• [Work to complete]: Copy everything from "So the question" down to "a trusted environment." in the passage about political talk in Cairo, swapping "online" for "on the internet" wherever it appears.

**** Selected text ****

When I was in post-Mubarak Cairo, my hosts kept pointing in amazement to various street corners where fierce political discussions were being held and often whispered, before remembering they could now speak up and adjusting their voice, “You never saw this. Nobody ever discussed politics openly, ever.” Then they would pause and add, “Well, except online, of course. We all discussed politics online.”

So the question is that final sentence. Why is it that, prior to the revolution, people could discuss politics online but not elsewhere? What made “online” a venue where those discussions could take place? It’s not just ease of communication, because if you want to communicate you can stand on a busy street corner – as people were doing when Tufekci visited.

The key thing is that communication online was, for some reason, safe, while communication on the street was not. It’s not just that communication among like-minded people was possible, but that the “online” spaces were a venue where such communication did not have the same  consequences. Somehow, the speech was hidden from those in power. It was a trusted environment.

Now while the logic of networks is a good way to explain easy communication, it doesn’t lend itself to discussions of trust. Fortunately sociologists have long been aware of the importance of these “free spaces” in which dissenting voices can communicate. Here are Francesca Polletta and James Jasper in a 2001 paper:

Concepts of “submerged networks”, “halfway houses”, “free spaces”, “havens”, “sequestered social sites”, and “abeyance structures” describe institutions removed from the physical and ideological control of those in power, for example the black church before the civil rights movement and literary circles in communist Eastern Europe. Such institutions… represent a “free space” in which people can develop counterhegemonic ideas and oppositional identities.

**** Supplied information ****

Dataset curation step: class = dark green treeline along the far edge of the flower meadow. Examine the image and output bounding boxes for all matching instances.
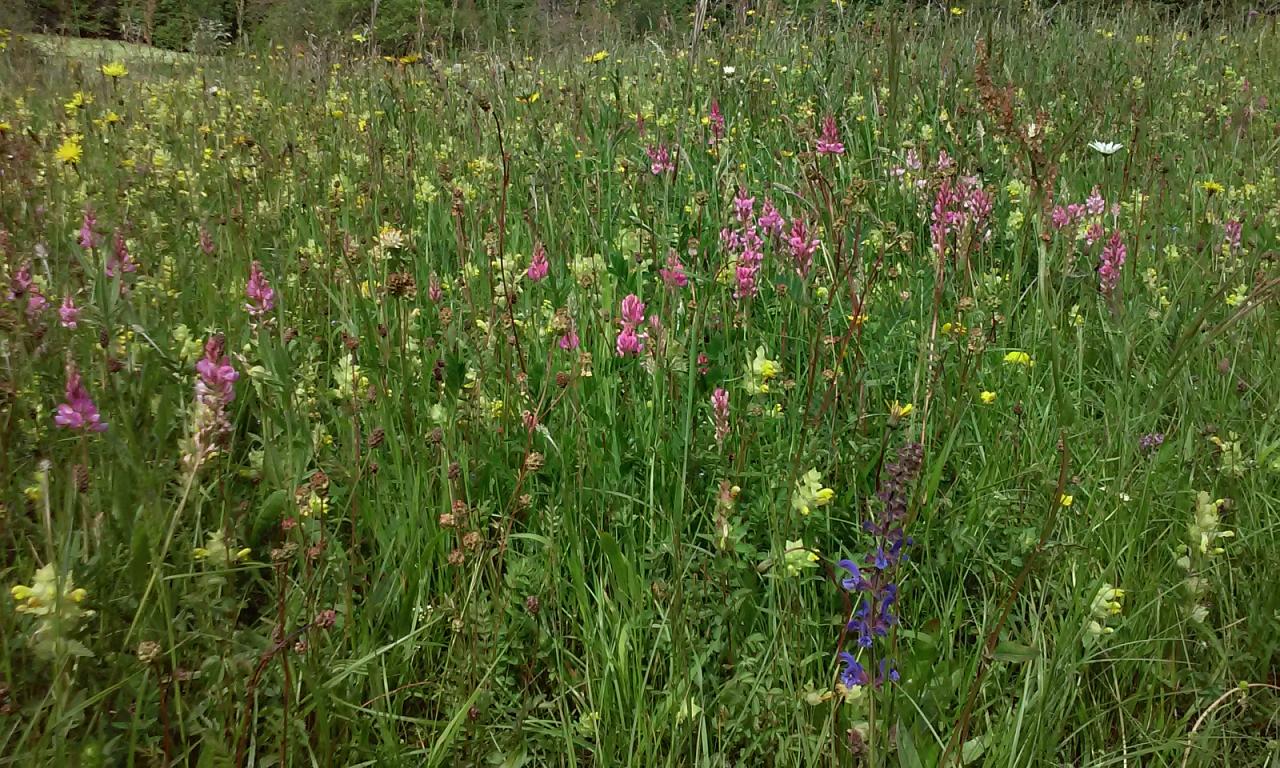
[0,0,1280,54]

****

• [Problem solution]:
So the question is that final sentence. Why is it that, prior to the revolution, people could discuss politics on the internet but not elsewhere? What made “on the internet” a venue where those discussions could take place? It’s not just ease of communication, because if you want to communicate you can stand on a busy street corner – as people were doing when Tufekci visited.

The key thing is that communication on the internet was, for some reason, safe, while communication on the street was not. It’s not just that communication among like-minded people was possible, but that the “on the internet” spaces were a venue where such communication did not have the same  consequences. Somehow, the speech was hidden from those in power. It was a trusted environment.